* _REQUEST A_
According to the page on Pakistan, in what year did Mohammed Ali Jinnah form the Muslim League?
* _REQUEST B_
Write the next part of the page on Pakistan, picking up after its final sentence.

PAKISTAN
This web page is to give people the general understanding of PAKISTAN. People will learn where it is located, how big the country is, and what kind of people live there. This page is for mostly college students, tourists, adult learners and the military.
Flag of Pakistan
The Pakistan flag was designed by a man named Quaid-i-Azam Muhammad Ali Jinnah. He is also the founder of Pakistan. The national flag of Pakistan is dark green with a white bar and a white cresent moon in the center and a five point star. The white and green represents Minorities & Muslim majority. The cresent moon represents progress and the five point star represents light and knowledge.
Map of Pakistan
Geography of Pakistan
Pakistan is located in South Asia where it shares the eastern border with India and the northeastern border with China. Iran makes up the south-west border and the Arabian Sea is the southern boundary with 1064 km of coastline. Pakistan takes up a total of 796,095 sq km and is nearly four times the size of the United Kingdom. The northern and western parts of Pakistan contain the towering Karakoram and Pamir mountain ranges, which include some of the worlds highest peaks, such as: K2 (28,250 ft; 8,611m) and Nanga Pardat (26,660 ft; 8,126m). The Baluchistan Plateau lies to the west, and the Thar Desert and an expanse of alluvial plains, the Punjab and Sind, lie to the east. The 1,000-mile-long (1,609 km) Indus River and its tributaries flow through the country from the Kashmir region to the Arabian Sea. Pakistan is about twice the size of California.
History of Pakistan
Pakistan was one of the two original successor states to British
India, which was partitioned along with religious lines in 1947. For almost 25
years following independence, it consisted of two separate regions, East and
West Pakistan, but now it is made up only of the western sector. Both India and
Pakistan have laid claim to the Kashmir region; this territorial dispute led to
war in 1949, 1965, 1971, and 1999, and remains unresolved today.
What is
now Pakistan was in prehistoric times the Indus Valley civilization (c.
2500–1700 B.C.). A series of invaders—Aryans, Persians, Greeks, Arabs, Turks,
and others—controlled the region for the next several thousand years. Islam, the
principal religion, was introduced in 711. In 1526, the land became part of the
Mogul Empire, which ruled most of the Indian subcontinent from the 16th to the
mid-18th century. By 1857, the British became the dominant power in the region.
With Hindus holding most of the economic, social, and political advantages, the
Muslim minority's dissatisfaction grew, leading to the formation of the
nationalist Muslim League in 1906 by Mohammed Ali Jinnah (1876–1949). The league
supported Britain in the Second World War while the Hindu nationalist leaders,
Nehru and Gandhi, refused. In return for the league's support of Britain, Jinnah
expected British backing for Muslim autonomy. Britain agreed to the formation of
Pakistan as a separate dominion within the Commonwealth in Aug. 1947, a bitter
disappointment to India's dream of a unified subcontinent. Jinnah became
governor-general. The partition of Pakistan and India along religious lines
resulted in the largest migration in human history, with 17 million people
fleeing across the borders in both directions to escape the sectarian violence
accompanying the partition.

Items from a dataset:
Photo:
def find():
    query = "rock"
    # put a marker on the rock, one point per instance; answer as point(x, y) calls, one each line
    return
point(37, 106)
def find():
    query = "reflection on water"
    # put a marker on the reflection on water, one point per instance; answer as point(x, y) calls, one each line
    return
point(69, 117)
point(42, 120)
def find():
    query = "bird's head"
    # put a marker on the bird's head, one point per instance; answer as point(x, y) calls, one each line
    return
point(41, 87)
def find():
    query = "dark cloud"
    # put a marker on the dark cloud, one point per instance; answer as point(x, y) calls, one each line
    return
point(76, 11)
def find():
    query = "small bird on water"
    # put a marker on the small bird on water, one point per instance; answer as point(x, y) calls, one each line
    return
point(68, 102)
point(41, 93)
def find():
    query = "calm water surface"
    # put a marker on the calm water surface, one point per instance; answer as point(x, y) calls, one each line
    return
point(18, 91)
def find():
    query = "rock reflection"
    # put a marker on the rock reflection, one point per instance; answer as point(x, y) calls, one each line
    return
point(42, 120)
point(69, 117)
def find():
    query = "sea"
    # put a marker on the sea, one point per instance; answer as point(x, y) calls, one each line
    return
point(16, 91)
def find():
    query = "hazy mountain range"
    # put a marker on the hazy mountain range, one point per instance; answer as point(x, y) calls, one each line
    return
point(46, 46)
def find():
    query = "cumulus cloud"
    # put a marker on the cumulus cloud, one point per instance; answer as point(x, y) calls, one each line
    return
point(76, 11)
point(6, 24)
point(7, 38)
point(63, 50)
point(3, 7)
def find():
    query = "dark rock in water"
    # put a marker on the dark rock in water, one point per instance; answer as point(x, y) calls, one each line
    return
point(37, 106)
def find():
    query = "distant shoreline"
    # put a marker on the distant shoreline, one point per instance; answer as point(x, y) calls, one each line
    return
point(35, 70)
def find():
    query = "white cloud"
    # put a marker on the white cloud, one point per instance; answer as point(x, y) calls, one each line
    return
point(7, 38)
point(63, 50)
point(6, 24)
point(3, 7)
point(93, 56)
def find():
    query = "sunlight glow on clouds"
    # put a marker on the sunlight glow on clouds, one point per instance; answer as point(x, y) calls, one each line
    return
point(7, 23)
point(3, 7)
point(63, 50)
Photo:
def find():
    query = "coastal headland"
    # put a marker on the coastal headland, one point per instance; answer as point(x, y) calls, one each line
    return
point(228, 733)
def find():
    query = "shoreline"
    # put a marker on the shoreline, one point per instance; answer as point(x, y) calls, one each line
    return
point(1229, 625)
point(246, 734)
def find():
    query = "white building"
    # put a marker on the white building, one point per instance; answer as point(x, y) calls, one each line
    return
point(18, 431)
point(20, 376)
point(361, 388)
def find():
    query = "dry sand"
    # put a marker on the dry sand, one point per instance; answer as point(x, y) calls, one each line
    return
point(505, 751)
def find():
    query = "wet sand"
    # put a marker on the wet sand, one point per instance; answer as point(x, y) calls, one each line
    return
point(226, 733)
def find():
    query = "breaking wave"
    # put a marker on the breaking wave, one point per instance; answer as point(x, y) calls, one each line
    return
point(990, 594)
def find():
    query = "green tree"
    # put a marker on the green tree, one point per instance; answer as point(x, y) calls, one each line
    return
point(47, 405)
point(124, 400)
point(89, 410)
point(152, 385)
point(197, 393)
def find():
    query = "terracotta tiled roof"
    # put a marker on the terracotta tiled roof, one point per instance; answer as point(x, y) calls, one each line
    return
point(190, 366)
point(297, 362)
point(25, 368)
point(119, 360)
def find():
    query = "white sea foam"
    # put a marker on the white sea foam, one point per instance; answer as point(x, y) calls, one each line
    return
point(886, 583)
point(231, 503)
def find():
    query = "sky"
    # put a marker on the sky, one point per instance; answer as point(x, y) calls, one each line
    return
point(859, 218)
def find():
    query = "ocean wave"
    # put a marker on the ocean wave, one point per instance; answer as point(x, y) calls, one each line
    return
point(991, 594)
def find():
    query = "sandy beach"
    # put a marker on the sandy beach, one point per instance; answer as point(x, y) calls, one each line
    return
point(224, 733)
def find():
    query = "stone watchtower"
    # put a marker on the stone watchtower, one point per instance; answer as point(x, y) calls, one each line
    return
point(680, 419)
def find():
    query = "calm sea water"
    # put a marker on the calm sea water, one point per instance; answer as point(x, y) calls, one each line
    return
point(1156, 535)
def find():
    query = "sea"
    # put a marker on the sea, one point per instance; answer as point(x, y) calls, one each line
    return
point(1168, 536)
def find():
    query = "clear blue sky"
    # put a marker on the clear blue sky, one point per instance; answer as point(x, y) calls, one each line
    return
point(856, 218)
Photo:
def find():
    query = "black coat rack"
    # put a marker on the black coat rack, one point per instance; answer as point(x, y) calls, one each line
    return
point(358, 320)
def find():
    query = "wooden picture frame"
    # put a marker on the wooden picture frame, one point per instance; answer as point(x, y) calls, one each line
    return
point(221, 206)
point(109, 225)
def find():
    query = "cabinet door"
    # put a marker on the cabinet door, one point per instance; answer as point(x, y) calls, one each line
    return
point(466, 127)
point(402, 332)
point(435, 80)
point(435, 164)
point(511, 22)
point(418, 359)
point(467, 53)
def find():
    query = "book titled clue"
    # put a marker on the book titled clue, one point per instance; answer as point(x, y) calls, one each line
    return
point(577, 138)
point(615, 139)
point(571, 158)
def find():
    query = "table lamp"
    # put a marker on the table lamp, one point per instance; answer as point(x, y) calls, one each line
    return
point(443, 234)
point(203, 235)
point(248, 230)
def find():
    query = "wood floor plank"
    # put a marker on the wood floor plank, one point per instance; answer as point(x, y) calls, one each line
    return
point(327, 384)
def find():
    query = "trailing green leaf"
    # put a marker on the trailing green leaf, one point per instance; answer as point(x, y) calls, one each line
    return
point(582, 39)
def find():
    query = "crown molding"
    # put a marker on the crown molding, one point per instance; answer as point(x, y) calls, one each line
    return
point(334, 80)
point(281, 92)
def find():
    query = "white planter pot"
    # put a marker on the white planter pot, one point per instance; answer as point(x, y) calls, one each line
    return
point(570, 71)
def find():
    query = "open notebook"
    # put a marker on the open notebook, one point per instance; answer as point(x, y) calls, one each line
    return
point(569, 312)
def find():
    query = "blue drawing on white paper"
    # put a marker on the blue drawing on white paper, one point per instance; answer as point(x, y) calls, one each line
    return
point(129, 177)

* _ANSWER A_
1906

* _ANSWER B_
Pakistan became a republic on March 23,
1956, with Maj. Gen. Iskander Mirza as the first president. Military rule
prevailed for the next two decades. Tensions between East and West Pakistan
existed from the outset. Separated by more than a thousand miles, the two
regions shared few cultural and social traditions other than religion. To the
growing resentment of East Pakistan, the West monopolized the country's
political and economic power. In 1970, East Pakistan's Awami League, led by the
Bengali leader Sheik Mujibur Rahman, secured a majority of the seats in the
National Assembly. President Yahya Khan postponed the opening of the National
Assembly to skirt East Pakistan's demand for greater autonomy, provoking civil
war. The independent state of Bangladesh, or Bengali nation, was proclaimed on
March 26, 1971. Indian troops entered the war in its last weeks fighting on the
side of the new state. Pakistan was defeated on Dec. 16, 1971, and President
Yahya Khan stepped down. Zulfikar Ali Bhutto took over Pakistan and accepted
Bangladesh as an independent entity. In 1976, formal relations between India and
Pakistan resumed.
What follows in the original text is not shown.